* **Problem set**
[1] According to the passage on random variables, what example introduces discrete random variables?
[2] Transcribe the passage on random variables from "Right, so think" up to and including "infinity, it depends.".

* **Passage for review**
○ ○ ○ ○ ○

If you’ve taken a course on statistics, you’ll probably have some question like this, the number of defective light bulbs in a box of 100. So the different outcomes here are: Light bulb one is defective or not, light bulb two is defective or not, light bulb three is defective, and so on and so on. This is an example of a discrete random variable. So, we have discrete random variables and we also have continuous random variables, and these random variables can take on an infinite number of values, within a given range. So, things like the heights of humans is continuous, things like the lengths of flower petals, or the time to checkout an online cart if you’re buying something from an online retailer, the time to checkout is also an example of a continuous random variable.

Right, so think of things that are real numbers for example. Usually continuous random variables describe properties that are real numbers. So heights of humans for example, are real numbers, they will be measured in feet and inches or centimeters. They can take on an infinite number of values within a particular range, or they don’t even have to be bounded, they can just go from negative infinity to positive infinity, it depends.

And discrete random variables then, can usually describe properties of things that are integers or things that you can actually list out and innumerate. So that’s just kind of the way you can think of it if you ever have a question of whether a variable is discrete or continuous, think about what its possible values could be. Can it take on an infinite number of values? If so, then it’s usually gonna be a continuous random variable.

○ ○ ○ ○ ○

* **Data shown**
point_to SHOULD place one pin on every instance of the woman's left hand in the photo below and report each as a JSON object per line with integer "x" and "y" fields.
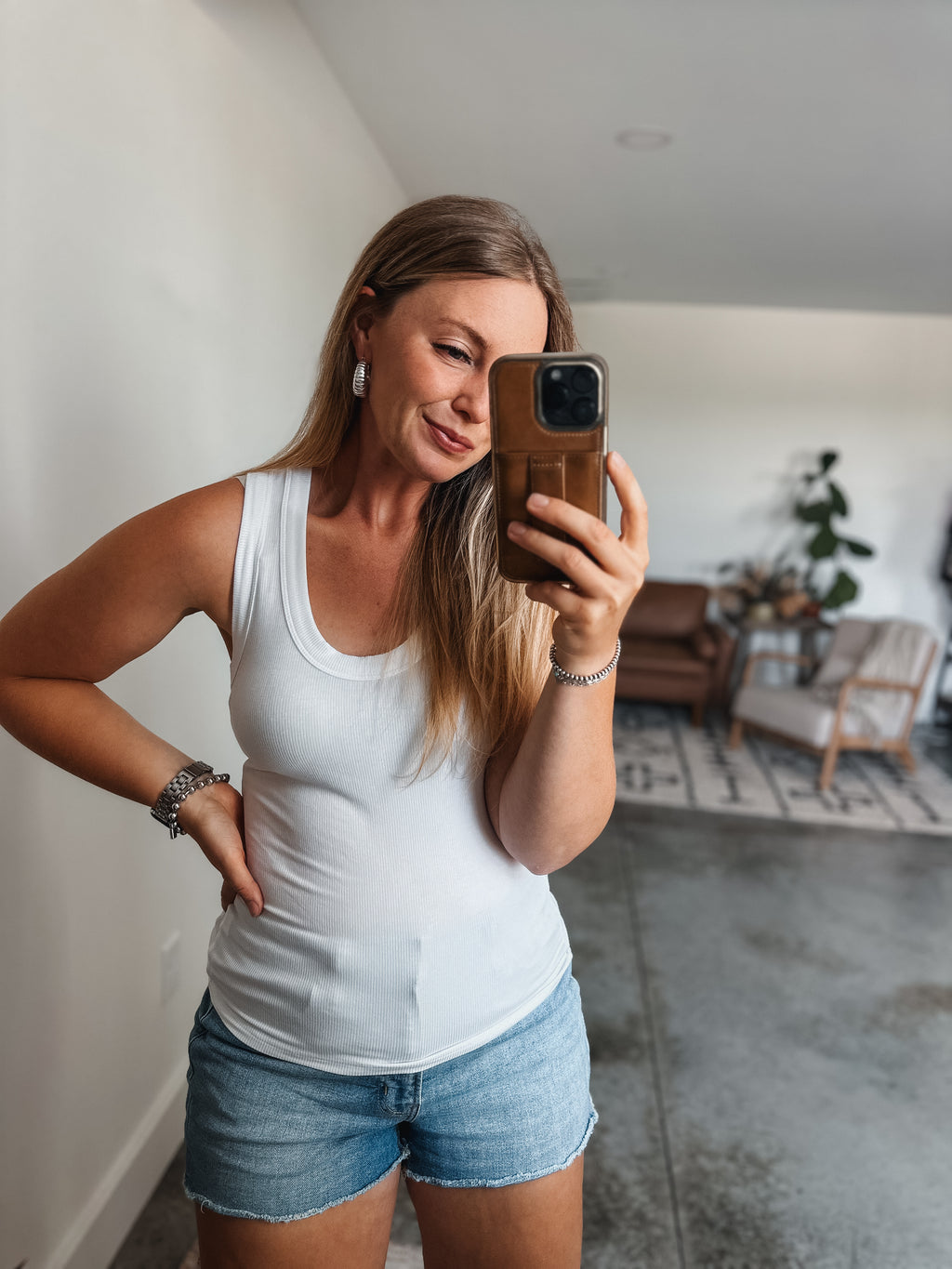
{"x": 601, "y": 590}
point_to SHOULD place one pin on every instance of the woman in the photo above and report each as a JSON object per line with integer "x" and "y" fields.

○ ○ ○ ○ ○

* **Solutions by task**
[1] The number of defective light bulbs in a box of 100.

[2]
Right, so think of things that are real numbers for example. Usually continuous random variables describe properties that are real numbers. So heights of humans for example, are real numbers, they will be measured in feet and inches or centimeters. They can take on an infinite number of values within a particular range, or they don’t even have to be bounded, they can just go from negative infinity to positive infinity, it depends.